*** TEXT SHOWN ***

The 3,500 MHz is a spectrum companies need to provide 5G, which requires more bandwidth to expand internet capabilities.The auction, initially scheduled for June 2020, is expected to take several weeks with Canadian government selling off 1,504 licenses in 172 service areas.

Smaller operators are going into the auction complaining that recent regulatory rulings have further tilted the scales in the favour of the country’s three biggest telecoms companies – BCE, Telus and Rogers Communications Inc – which together control around 90% of the market as a share of revenue.

Canadian mobile and internet consumers, meanwhile, have complained for years that their bills are among the world’s steepest. Prime Minister Justin Trudeau’s Liberal government has threatened to take action if the providers did not cut bills by 25%.

The last auction of the 600 MHz spectrum raised C$3.5 billion ($2.87 billion) for the government.

The companies have defended themselves, saying the prices they charge are falling.

Some 23 bidders including regional players such as Cogeco and Quebec’s Videotron are participating in the process. Shaw Communications did not apply to participate due to a $16 billion takeover bid from Rogers. Lawmakers and analysts have warned that market concentration will intensify if that acquisition proceeds.

In May, after Canada‘s telecoms regulator issued a ruling largely in favour of the big three on pricing for smaller companies’ access to broadband networks, internet service provider TekSavvy Inc withdrew from the auction, citing the decision.

Some experts say the government has been trying to level the playing field with its decision to set aside a proportion of spectrum in certain areas for smaller companies.

Gregory Taylor, a spectrum expert and associate professor at the University of Calgary, said he was pleased the government was auctioning off smaller geographic areas of coverage.

In previous auctions where the license covered whole provinces, “small providers could not participate because they could not hope to cover the range that was required in the license,” Taylor said.

Smaller geographic areas mean they have a better chance of fulfilling the requirements for the license, such as providing service to 90% of the population within five years of the issuance date.

The auction has no scheduled end date, although the federal ministry in charge of the spectrum auction has said winners would be announced within five days of bidding completion.

*** End of TEXT SHOWN ***

* TASK SET
1) In the article on Canada's spectrum auction, rewrite the paragraph beginning "Some 23 bidders including regional players" as a short bulleted list that keeps its main facts.
2) List every telecommunications company named in the article on Canada's spectrum auction.
3) Answer these from the article on Canada's spectrum auction:
(a) How many licenses is the government selling, and in how many service areas?
(b) How much did the last auction of the 600 MHz spectrum raise for the government?
(c) Within how many days of the end of bidding will winners be announced?

*** DATA FOR REVIEW ***

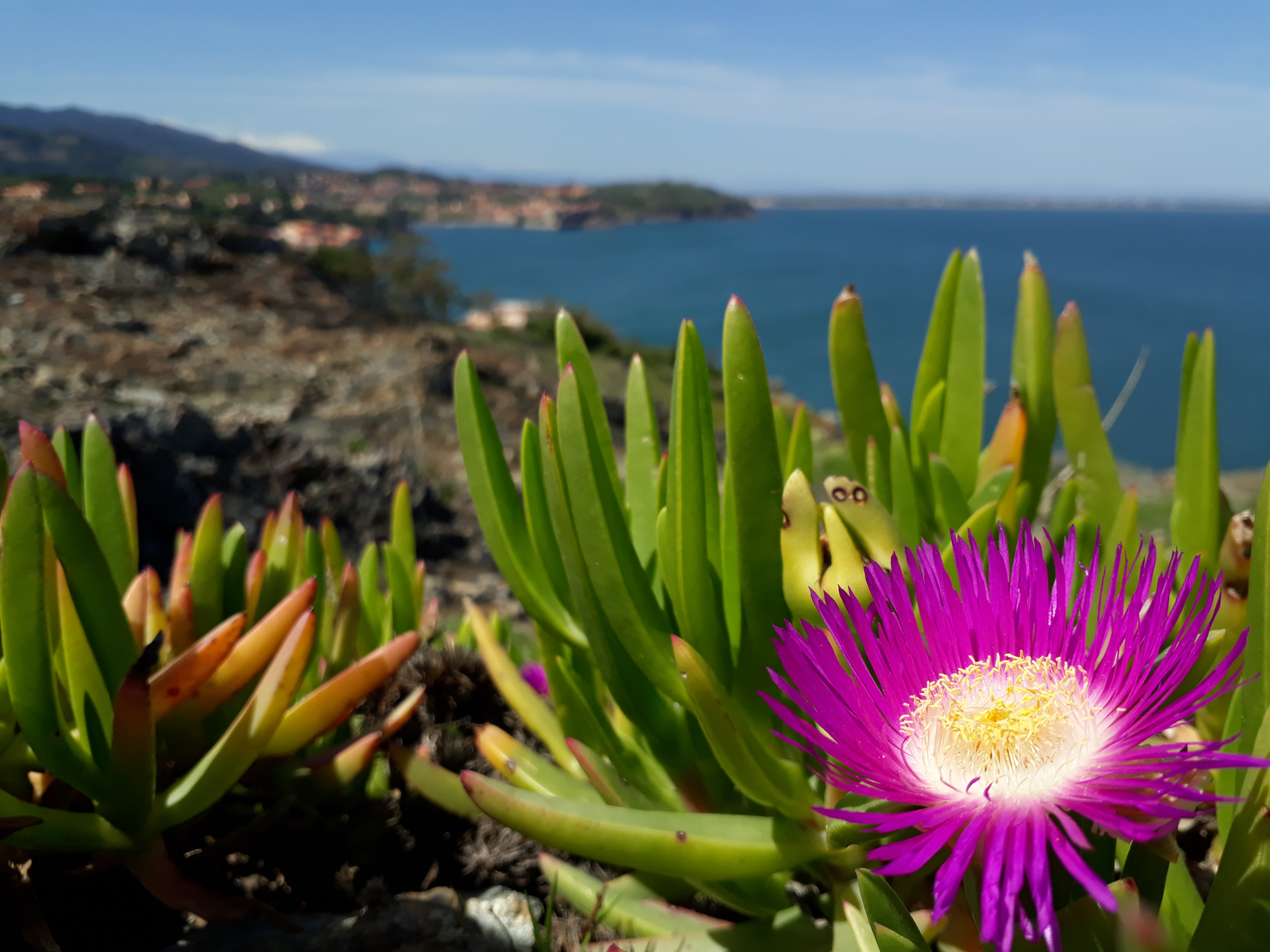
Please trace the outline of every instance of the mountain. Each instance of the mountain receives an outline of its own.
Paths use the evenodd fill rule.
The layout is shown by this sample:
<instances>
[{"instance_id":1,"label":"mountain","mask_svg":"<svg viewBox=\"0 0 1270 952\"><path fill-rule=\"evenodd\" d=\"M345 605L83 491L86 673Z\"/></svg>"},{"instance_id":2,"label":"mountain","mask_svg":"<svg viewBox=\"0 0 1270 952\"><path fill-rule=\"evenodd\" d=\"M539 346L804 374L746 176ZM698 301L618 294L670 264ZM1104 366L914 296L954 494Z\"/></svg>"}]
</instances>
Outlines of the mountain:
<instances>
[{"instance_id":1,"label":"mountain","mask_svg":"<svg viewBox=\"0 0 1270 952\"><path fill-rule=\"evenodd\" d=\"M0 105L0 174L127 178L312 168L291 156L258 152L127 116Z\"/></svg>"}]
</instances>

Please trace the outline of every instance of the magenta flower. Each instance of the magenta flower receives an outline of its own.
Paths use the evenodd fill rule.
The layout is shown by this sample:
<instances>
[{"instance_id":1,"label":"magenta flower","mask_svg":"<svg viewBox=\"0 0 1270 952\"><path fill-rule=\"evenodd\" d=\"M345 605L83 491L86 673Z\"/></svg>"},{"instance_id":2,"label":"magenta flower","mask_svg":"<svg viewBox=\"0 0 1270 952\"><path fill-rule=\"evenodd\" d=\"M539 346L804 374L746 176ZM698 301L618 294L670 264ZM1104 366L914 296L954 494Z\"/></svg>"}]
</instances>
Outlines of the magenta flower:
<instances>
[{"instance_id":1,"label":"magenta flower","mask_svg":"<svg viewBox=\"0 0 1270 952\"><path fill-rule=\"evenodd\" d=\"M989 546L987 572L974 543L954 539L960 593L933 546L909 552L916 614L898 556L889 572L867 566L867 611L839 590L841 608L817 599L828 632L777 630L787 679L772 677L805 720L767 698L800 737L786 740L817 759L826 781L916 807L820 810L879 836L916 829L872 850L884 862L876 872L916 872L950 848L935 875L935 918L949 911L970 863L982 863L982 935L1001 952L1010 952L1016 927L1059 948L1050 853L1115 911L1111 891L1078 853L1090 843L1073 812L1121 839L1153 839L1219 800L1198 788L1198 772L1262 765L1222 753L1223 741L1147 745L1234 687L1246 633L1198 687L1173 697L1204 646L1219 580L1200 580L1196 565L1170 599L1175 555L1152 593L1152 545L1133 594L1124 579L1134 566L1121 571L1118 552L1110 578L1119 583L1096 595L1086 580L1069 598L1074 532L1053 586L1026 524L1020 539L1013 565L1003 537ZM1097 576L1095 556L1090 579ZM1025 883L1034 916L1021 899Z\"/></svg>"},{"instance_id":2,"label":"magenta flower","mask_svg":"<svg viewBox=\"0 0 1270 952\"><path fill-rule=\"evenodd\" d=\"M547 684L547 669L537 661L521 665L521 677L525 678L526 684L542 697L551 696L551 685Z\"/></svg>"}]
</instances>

*** End of DATA FOR REVIEW ***

* TASK-BY-TASK SOLUTIONS
1)
- About 23 bidders are taking part, including regional players Cogeco and Quebec's Videotron.
- Shaw Communications did not apply because of a $16 billion takeover bid from Rogers.
- Lawmakers and analysts warn that market concentration will grow if that acquisition goes ahead.

2)
- BCE
- Telus
- Rogers Communications Inc
- Cogeco
- Videotron
- Shaw Communications
- TekSavvy Inc

3)
(a) 1,504 licenses in 172 service areas.
(b) C$3.5 billion ($2.87 billion).
(c) Within five days.